**Supplied records**
━━━━━━━━━━━━━━━━━━━━

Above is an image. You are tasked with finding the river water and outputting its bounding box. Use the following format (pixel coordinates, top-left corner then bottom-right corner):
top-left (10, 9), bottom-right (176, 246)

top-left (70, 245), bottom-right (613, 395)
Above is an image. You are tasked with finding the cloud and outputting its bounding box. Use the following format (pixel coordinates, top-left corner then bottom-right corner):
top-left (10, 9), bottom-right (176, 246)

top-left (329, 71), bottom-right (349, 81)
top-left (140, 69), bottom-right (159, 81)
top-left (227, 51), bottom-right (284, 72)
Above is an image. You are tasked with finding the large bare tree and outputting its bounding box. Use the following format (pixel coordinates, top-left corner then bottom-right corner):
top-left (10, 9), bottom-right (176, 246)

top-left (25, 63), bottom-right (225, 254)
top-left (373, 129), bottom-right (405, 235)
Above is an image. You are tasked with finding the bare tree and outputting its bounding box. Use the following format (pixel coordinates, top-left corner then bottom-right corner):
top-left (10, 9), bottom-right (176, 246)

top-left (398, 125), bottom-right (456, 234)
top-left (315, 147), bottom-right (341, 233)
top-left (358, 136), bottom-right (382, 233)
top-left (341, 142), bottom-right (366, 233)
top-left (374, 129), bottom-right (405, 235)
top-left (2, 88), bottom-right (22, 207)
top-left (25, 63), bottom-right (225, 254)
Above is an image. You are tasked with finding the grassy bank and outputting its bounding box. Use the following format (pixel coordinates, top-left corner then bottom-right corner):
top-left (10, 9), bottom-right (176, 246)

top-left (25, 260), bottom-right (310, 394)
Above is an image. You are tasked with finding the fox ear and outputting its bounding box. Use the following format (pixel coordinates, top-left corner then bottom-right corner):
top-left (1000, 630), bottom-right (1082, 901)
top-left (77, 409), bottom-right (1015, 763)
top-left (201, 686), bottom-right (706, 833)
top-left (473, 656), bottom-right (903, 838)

━━━━━━━━━━━━━━━━━━━━

Can you write out again every line, starting with the line that contains "Above is an image. You are tasked with finding the grassy" and going on through the line that contains "top-left (25, 260), bottom-right (310, 394)", adding -96 to each coordinate in the answers and leaving all other text unchanged?

Above is an image. You are tasked with finding the grassy bank and outputting its bounding box. Use the following format (pixel coordinates, top-left corner then bottom-right corner):
top-left (10, 9), bottom-right (176, 246)

top-left (-71, 164), bottom-right (214, 298)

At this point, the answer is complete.